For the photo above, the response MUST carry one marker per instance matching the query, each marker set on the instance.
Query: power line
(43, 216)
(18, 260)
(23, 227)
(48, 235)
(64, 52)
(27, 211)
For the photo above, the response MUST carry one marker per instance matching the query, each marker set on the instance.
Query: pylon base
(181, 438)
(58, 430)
━━━
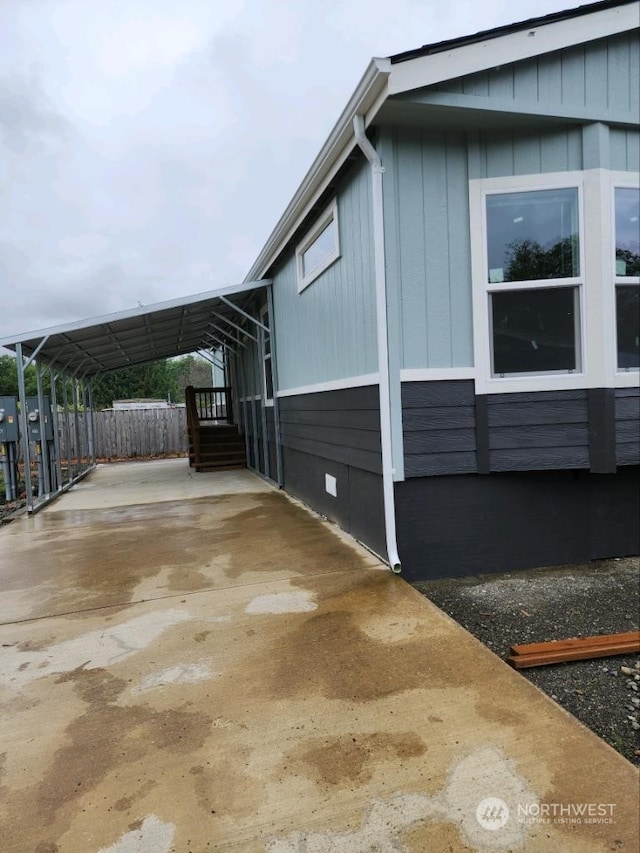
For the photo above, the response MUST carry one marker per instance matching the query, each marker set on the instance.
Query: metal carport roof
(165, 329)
━━━
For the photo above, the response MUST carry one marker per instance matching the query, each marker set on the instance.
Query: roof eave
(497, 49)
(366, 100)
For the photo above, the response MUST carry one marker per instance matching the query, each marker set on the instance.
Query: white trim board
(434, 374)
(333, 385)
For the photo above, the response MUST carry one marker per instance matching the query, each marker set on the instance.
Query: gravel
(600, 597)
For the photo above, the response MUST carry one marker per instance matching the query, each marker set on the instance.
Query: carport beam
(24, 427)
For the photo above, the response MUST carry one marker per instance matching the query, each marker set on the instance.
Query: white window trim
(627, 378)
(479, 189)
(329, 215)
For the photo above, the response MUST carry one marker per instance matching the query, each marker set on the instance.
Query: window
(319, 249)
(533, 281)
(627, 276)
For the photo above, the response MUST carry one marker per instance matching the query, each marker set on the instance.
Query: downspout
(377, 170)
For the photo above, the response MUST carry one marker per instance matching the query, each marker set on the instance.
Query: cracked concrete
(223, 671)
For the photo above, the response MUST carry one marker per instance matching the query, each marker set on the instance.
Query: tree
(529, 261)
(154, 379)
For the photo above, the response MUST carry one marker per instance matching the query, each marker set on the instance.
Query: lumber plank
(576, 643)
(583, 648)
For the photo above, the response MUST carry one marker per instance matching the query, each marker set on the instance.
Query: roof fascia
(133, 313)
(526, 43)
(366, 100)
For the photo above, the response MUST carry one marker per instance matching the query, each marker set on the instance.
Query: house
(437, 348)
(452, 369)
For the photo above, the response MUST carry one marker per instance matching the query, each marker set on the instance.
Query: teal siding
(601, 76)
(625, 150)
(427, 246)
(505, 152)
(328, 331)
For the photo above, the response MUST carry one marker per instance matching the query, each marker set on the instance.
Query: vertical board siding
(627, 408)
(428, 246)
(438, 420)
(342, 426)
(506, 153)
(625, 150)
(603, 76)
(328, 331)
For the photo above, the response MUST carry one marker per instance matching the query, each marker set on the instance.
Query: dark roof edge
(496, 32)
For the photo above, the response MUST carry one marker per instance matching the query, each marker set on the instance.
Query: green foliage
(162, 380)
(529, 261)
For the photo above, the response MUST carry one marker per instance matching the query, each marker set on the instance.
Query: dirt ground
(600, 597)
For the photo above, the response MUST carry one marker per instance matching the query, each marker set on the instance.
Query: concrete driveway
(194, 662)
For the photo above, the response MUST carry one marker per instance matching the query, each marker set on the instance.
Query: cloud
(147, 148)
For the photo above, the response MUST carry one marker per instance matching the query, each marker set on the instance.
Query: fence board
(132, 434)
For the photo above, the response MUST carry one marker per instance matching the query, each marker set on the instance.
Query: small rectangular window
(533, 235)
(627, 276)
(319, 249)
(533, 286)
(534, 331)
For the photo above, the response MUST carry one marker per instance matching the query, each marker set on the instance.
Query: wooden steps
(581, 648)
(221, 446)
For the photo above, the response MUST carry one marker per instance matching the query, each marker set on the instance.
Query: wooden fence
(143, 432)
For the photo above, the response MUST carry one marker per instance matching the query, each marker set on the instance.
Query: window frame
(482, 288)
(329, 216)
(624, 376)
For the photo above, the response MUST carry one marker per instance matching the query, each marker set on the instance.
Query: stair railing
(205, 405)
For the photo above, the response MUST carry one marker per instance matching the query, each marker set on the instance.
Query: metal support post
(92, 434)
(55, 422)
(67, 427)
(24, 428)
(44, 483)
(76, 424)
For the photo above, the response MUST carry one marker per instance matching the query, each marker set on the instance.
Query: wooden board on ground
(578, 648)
━━━
## Set task
Filter the records above down to the lines containing the word "white" and copy each of those lines in full. The match is case-sensitive.

## Complete answer
Query: white trim board
Query: white window trim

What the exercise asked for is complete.